Your tasks:
A: In the blog post on godly grief, rewrite the passage from "Which man am" up to and including "worship Him only!", swapping "idols" for "false gods".
B: According to the blog post on godly grief, what did the church janitor do with the old softball trophies?

Provided text:
((

Godly Grief and “Good Grief!”

Posted in Uncategorized with tags , , , , , , on March 30, 2009 by gospel2live

Turn to me and be saved, all the ends of the earth!  For I am God, and there is no other.  By myself I have sworn; from my mouth has gone out in righteousness a word that shall not return: “To me every knee shall bow, every tongue shall swear allegiance.”  Isaiah 45:22-23

Sunday morning was quite the study in contrasts.  After the second service at Chisholm Baptist, a man sitting next to me approached me to ask me a couple of questions and to schedule an appointment to talk.  He was visibly distraught.  Turns out, he was being crushed under the weight of conviction of sin.  He is a brand new Christian, and he was dealing with a re-lapse into a pattern of sin that had enslaved him prior to his conversion.  He needed to know whether it is possible to be forgiven or if he could even still be right with God.  

It was a powerful moment.  There are few pleasures greater on this earth than these types of “impact moments.”  I had the privelege of helping him to distinguish between our justification, done once for all by the death of Jesus Christ, and our sanctification, the ongoing process of cooperating with the Holy Spirit to become more like Jesus.  We talked about how we need to continue to examine our hearts and to repent when we sin.  I reassured him that we can only come to the Father by being clothed in the righteousness of Jesus.  His grief over his sin was, in fact, a good thing and that as we reflect on the Gospel, we should be first crushed by the weight of our sin, but find the joy of our salvation waiting to spring to life as we preach the Gospel to ourselves over and over again.  We were able to pray together before heading out of the sanctuary.

As I left, my wife asked me to help her adjust the car seat for one of our kids.  Before I could get down the hallway and out the door, I experienced the ultimate buzz kill.  

Another man was dealing with an issue of grief, and he caught me in the hallway to share it.  It turns out that our church janitor had taken a bunch of old softball trophies from a dust collecting nook in the upstairs hallway, and placed them on a table to be claimed or tossed.  I was informed that a vital piece of our church heritage was going to be thrown out with the trash.  How would our children know about all the good times these men in the past had experienced together on the softball fields?  These, he said, are trophies of our church and they just can’t be gotten rid of!  I tried to explain that the only trophy our church needs to hold on to is the cross of Jesus.  The softball trohphies are not necessary to remember times of fellowship, and only serve to remind us that we beat everyone else that particular year.  The more I tried to point his eyes away from the trophies towards Jesus, the more frustrated he became.  Sadly, our conversation ended only because he realized he’d get no support from me to end this “tragedy.”

The contrasts between these two interactions is astounding.  From one man, there is a deep humility and sense of being crushed under the weight of sin, and from the other an indignation from having his pride confronted.  The first man had come to worship the living God, and had been crushed by the fear of the Lord in light of God’s holiness and his own sinfulness.  The second man wanted to be able to worship the glory days of his past, and had been crushed by fear that men would not remember his exploits.  The first man went home blessed, having encountered the grace and forgiveness of the Lord Jesus, being restored to His presence, and having hope that springs forth from the understanding of the death and resurrection of Jesus.  The second man went home angry and frustrated.

Which man am I going to be?  Will I submit to the Lord Jesus Christ, be humbled, and find life and peace?  Or will I stubbornly cling to my idols, and be angry when my agenda is thwarted?  Truthfully, if I am not extremely careful,  I can roll my eyes at the guy upset by a handful of dusty old trophies, but fail to see that my own heart is just as prone to idolatry.  May God grant us his grace to fear Him rightly and worship Him only!

))

Extracted records:
((

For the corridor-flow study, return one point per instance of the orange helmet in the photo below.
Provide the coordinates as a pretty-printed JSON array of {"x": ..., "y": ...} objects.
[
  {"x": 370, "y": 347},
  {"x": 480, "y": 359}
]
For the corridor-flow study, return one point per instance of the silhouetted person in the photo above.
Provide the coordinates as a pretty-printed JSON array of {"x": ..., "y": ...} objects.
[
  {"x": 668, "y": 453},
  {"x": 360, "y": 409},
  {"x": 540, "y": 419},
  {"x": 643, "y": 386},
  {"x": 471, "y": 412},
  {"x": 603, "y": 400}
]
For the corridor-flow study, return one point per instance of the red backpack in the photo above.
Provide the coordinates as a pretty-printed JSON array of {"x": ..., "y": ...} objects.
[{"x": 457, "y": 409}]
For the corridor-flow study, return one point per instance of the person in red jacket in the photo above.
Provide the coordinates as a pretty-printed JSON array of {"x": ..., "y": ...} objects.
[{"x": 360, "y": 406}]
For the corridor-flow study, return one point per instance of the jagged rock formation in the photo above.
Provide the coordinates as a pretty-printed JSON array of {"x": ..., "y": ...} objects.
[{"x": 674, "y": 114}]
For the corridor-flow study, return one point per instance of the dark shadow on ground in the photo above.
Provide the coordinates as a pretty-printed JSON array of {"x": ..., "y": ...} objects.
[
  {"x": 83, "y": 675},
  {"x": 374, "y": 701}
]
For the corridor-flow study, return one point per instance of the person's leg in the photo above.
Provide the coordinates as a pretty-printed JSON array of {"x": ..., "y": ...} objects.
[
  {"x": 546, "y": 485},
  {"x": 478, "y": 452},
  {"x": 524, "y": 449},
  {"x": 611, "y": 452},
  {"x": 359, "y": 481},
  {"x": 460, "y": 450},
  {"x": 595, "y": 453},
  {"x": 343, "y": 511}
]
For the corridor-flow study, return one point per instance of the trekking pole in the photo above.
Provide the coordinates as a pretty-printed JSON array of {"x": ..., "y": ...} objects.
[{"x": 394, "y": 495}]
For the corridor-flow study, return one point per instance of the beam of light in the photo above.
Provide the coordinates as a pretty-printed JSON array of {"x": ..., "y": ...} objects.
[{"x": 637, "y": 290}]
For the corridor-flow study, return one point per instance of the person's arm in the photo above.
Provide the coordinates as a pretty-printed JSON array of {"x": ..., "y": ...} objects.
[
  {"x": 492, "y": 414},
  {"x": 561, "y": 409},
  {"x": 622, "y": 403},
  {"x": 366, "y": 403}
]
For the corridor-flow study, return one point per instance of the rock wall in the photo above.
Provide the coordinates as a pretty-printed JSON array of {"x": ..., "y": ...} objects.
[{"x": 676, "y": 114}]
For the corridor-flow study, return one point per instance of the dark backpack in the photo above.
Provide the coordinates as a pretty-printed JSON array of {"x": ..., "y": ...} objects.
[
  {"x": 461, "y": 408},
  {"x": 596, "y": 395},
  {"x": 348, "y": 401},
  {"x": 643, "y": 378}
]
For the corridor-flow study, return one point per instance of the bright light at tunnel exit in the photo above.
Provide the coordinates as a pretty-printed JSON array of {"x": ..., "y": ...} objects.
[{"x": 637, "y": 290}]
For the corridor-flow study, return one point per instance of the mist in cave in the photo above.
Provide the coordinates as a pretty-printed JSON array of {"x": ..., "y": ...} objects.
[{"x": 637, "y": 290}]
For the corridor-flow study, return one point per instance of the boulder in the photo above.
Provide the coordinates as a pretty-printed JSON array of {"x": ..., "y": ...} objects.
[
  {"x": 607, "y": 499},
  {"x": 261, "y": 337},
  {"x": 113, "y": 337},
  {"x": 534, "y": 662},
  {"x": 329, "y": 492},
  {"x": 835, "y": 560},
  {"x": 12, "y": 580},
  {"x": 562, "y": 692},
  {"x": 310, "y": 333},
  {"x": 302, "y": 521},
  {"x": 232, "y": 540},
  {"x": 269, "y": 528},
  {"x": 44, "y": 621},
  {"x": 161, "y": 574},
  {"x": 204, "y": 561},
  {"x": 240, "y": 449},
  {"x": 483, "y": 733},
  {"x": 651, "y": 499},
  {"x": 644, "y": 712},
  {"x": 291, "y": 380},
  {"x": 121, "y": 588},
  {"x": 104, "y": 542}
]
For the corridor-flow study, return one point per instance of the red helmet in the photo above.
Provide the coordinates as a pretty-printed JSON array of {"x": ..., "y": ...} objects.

))

Answers to each task:
A:
Which man am I going to be?  Will I submit to the Lord Jesus Christ, be humbled, and find life and peace?  Or will I stubbornly cling to my false gods, and be angry when my agenda is thwarted?  Truthfully, if I am not extremely careful,  I can roll my eyes at the guy upset by a handful of dusty old trophies, but fail to see that my own heart is just as prone to idolatry.  May God grant us his grace to fear Him rightly and worship Him only!

B: The janitor took them from a dust-collecting nook in the upstairs hallway and placed them on a table to be claimed or tossed.